* [TRECHO DO TEXTO]:
============================================================
O “GALA” é um grupo, organizado pela Liga Feminina de Combate ao Câncer do Rio Grande do Sul e conta com fonoaudiólogas, fisioterapeuta, musicoterapeuta e estagiários das áreas afins e é coordenado pela fonoaudióloga Vera Beatris Martins, neste grupo todos são voluntários.

O grupo funciona uma vez por semana, às quartas-feiras das 10h às 11h30, nas dependências do Hospital Santa Rita dentro do Complexo Hospitalar Santa Casa de Misericórdia de Porto Alegre/RS. Esse grupo e muito importante para nós, pois conta com profissionais abnegados e sempre dispostos a levantar a nossa autoestima. O foco principal é ensinar as técnicas e exercícios para que os pacientes apreendam a fala com a voz esofágica.
============================================================
* [MATERIAL DE ESTUDO]:
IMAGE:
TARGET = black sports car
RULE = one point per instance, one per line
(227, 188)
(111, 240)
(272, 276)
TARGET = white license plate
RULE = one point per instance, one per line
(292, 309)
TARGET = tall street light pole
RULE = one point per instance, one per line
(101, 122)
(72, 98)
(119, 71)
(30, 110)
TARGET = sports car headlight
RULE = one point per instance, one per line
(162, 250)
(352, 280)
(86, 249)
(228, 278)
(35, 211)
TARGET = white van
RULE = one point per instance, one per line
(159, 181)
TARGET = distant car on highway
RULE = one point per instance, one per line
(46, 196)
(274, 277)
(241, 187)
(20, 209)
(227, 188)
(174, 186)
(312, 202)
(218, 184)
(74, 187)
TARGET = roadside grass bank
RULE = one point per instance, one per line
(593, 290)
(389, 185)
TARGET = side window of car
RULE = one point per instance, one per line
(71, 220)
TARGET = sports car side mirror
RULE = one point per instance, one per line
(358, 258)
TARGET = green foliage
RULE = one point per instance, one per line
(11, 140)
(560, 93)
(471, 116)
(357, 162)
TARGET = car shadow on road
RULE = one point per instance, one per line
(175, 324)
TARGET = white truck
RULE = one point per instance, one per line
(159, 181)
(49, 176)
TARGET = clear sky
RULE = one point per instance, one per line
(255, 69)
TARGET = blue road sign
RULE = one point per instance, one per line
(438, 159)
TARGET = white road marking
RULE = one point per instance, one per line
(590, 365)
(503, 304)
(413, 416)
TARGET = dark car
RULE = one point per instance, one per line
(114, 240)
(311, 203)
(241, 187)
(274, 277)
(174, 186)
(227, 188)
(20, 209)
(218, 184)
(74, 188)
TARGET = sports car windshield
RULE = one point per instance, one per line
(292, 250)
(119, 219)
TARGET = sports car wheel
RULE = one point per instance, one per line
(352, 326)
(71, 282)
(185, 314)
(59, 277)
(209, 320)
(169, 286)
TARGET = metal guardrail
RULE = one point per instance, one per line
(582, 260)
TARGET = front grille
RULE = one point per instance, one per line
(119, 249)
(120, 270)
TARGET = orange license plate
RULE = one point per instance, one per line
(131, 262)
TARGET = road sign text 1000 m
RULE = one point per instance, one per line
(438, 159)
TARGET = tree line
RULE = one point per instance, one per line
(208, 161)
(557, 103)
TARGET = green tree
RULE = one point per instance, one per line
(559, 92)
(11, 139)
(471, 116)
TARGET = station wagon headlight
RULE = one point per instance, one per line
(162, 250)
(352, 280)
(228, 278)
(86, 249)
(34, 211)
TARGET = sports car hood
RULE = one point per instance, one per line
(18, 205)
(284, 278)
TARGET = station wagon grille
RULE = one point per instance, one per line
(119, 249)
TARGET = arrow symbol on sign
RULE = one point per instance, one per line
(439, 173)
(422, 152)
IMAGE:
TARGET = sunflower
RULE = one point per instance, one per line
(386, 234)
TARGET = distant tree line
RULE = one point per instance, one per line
============================================================
* [VERIFIQUE O ENTENDIMENTO]:
1 - Responda às perguntas sobre o texto do grupo GALA:
(a) Quem coordena o grupo?
(b) Em que dia da semana e em qual horário o grupo se reúne?
(c) Qual é o foco principal do grupo?
2 - Continue o texto sobre o grupo GALA a partir da última frase.

* [RESPOSTAS ABAIXO]:
1 -
(a) A fonoaudióloga Vera Beatris Martins.
(b) Às quartas-feiras, das 10h às 11h30.
(c) Ensinar técnicas e exercícios para que os pacientes aprendam a falar com a voz esofágica.

2 -
A partir de 05 de setembro de 2012, passei a frequentar semanalmente as reuniões das quartas-feiras, além dos ensinamentos ministrado pelas fonoaudiólogas e os exercícios de fisioterapia, continuei com as minhas pesquisas na internet, pois no início os constantes exercícios são fundamentais para melhorarmos nossa voz esofágica, embora até hoje eu ainda faça exercícios de voz.  Já no fim do mês de setembro de 2012 eu já estava falando frases com a voz esofágica, pois ela é conseguida através da deglutição incompleta de ar (apenas até ao esôfago), e de sua expulsão em seguida modelando o ar em sons pelo movimento coordenado da boca e língua, essa técnica implica em várias etapas como a independência da fonação e da respiração. É preciso aprender a sincronizar a fonação com a deglutição do ar e não com a respiração como era antes da cirurgia, saber controlar a ansiedade e de um treinamento persistente e intensivo após a cirurgia. Posso afirmar que esse processo deve ser orientado e acompanhado por um fonoaudiólogo que tenha conhecimento das condições e necessidades de um laringectomizado total para aprender a falar com a voz esofágica. Sou muito grato às fonoaudiólogas Vera Beatris Martins e Marcia Santana, que foram as primeiras a me ensinarem a falar com a voz esofágica.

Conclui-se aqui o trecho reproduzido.